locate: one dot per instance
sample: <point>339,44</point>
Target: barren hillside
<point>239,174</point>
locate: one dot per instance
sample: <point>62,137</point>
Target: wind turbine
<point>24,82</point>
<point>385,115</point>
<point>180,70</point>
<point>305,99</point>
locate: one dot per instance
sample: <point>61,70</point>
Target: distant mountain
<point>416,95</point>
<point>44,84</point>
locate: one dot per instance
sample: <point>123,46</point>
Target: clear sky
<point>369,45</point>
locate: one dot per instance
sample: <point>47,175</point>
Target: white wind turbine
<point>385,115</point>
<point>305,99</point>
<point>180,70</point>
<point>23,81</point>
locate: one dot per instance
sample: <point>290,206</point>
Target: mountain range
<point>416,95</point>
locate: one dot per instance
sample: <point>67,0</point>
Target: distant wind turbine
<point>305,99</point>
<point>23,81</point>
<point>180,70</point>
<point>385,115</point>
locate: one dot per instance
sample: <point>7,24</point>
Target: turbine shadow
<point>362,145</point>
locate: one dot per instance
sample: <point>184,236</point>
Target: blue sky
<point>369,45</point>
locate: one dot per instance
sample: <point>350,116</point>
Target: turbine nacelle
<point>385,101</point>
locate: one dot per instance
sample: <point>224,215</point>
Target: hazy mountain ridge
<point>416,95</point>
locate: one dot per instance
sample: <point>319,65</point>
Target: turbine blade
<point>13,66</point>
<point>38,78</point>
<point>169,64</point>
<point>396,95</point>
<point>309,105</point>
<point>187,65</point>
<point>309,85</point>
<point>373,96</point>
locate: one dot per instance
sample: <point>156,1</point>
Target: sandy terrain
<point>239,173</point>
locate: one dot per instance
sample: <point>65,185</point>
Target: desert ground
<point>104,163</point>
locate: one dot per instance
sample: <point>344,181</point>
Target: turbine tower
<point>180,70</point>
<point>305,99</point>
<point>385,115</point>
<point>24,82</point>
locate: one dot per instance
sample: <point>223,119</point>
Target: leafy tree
========
◆ REQUIREMENT:
Render every line above as a Markdown table with two columns, Row and Line, numbering the rows and leaving out any blank lines.

◆ RESPONSE TO THIS TASK:
| Row | Line |
|---|---|
| 1 | locate: one dot per instance |
| 2 | sample: <point>339,44</point> |
| 3 | Target: barren hillside |
| 4 | <point>239,174</point> |
| 5 | locate: one dot per instance |
| 6 | sample: <point>62,137</point> |
| 7 | Target: wind turbine |
| 8 | <point>24,82</point> |
| 9 | <point>385,115</point> |
| 10 | <point>180,70</point> |
| 11 | <point>305,99</point> |
| 12 | locate: one dot per instance |
| 13 | sample: <point>61,70</point> |
| 14 | Target: distant mountain |
| 15 | <point>416,95</point> |
| 16 | <point>44,84</point> |
| 17 | locate: one dot per instance |
| 18 | sample: <point>123,46</point> |
| 19 | Target: clear sky |
| 20 | <point>369,45</point> |
| 21 | locate: one dot per instance |
| 22 | sample: <point>47,175</point> |
| 23 | Target: white wind turbine |
| 24 | <point>385,115</point> |
| 25 | <point>305,99</point> |
| 26 | <point>180,70</point> |
| 27 | <point>23,81</point> |
| 28 | locate: one dot per instance |
| 29 | sample: <point>290,206</point> |
| 30 | Target: mountain range |
| 31 | <point>416,95</point> |
| 32 | locate: one dot per instance |
| 33 | sample: <point>67,0</point> |
| 34 | Target: distant wind turbine |
| 35 | <point>305,99</point> |
| 36 | <point>23,81</point> |
| 37 | <point>180,70</point> |
| 38 | <point>385,115</point> |
| 39 | locate: one dot per instance |
| 40 | sample: <point>7,24</point> |
| 41 | Target: turbine shadow |
| 42 | <point>362,145</point> |
| 43 | locate: one dot per instance |
| 44 | sample: <point>184,236</point> |
| 45 | Target: blue sky |
| 46 | <point>369,45</point> |
| 47 | locate: one dot per instance |
| 48 | sample: <point>350,116</point> |
| 49 | Target: turbine nacelle |
| 50 | <point>385,101</point> |
| 51 | locate: one dot per instance |
| 52 | sample: <point>224,215</point> |
| 53 | Target: hazy mountain ridge |
| 54 | <point>416,95</point> |
| 55 | locate: one dot per instance |
| 56 | sample: <point>319,65</point> |
| 57 | Target: turbine blade |
| 58 | <point>13,66</point> |
| 59 | <point>38,78</point> |
| 60 | <point>169,64</point> |
| 61 | <point>396,95</point> |
| 62 | <point>309,105</point> |
| 63 | <point>187,65</point> |
| 64 | <point>309,85</point> |
| 65 | <point>373,96</point> |
| 66 | locate: one dot per instance |
| 67 | sample: <point>156,1</point> |
| 68 | Target: sandy terrain |
| 69 | <point>239,173</point> |
| 70 | locate: one dot per instance |
| 71 | sample: <point>65,185</point> |
| 72 | Target: desert ground |
| 73 | <point>104,163</point> |
| 74 | locate: one dot per instance |
| 75 | sample: <point>344,181</point> |
| 76 | Target: turbine tower |
| 77 | <point>180,70</point> |
| 78 | <point>305,99</point> |
| 79 | <point>385,115</point> |
| 80 | <point>24,82</point> |
| 81 | locate: one dot per instance |
| 82 | sample: <point>223,119</point> |
| 83 | Target: leafy tree |